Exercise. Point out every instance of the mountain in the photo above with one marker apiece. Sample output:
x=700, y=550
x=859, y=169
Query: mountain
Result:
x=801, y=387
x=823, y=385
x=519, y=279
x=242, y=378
- - - - -
* _Work to complete_
Rewrite the items with every "mountain" replaced by "hill", leaving all other text unchanged.

* _Expected output_
Exercise. Point out every instance of the hill in the photo above with one marker apiece. Sample output:
x=700, y=550
x=859, y=169
Query: hill
Result:
x=801, y=387
x=823, y=385
x=519, y=279
x=242, y=378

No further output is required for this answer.